-- Supplied records follows --

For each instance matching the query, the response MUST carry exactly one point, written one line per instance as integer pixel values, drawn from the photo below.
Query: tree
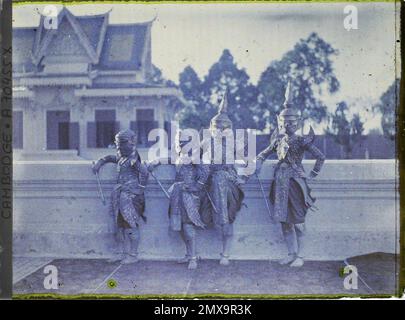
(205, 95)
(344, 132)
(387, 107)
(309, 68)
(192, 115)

-- Supplied records concluded --

- [Try it] With the images omitted, retype the records above exactly.

- [Written answer]
For each instance matching the query, the response MUST carry exactly one point, written one line per instance as integer pixel values, drawn from the photo below.
Query: tree
(205, 95)
(344, 132)
(387, 107)
(309, 68)
(192, 115)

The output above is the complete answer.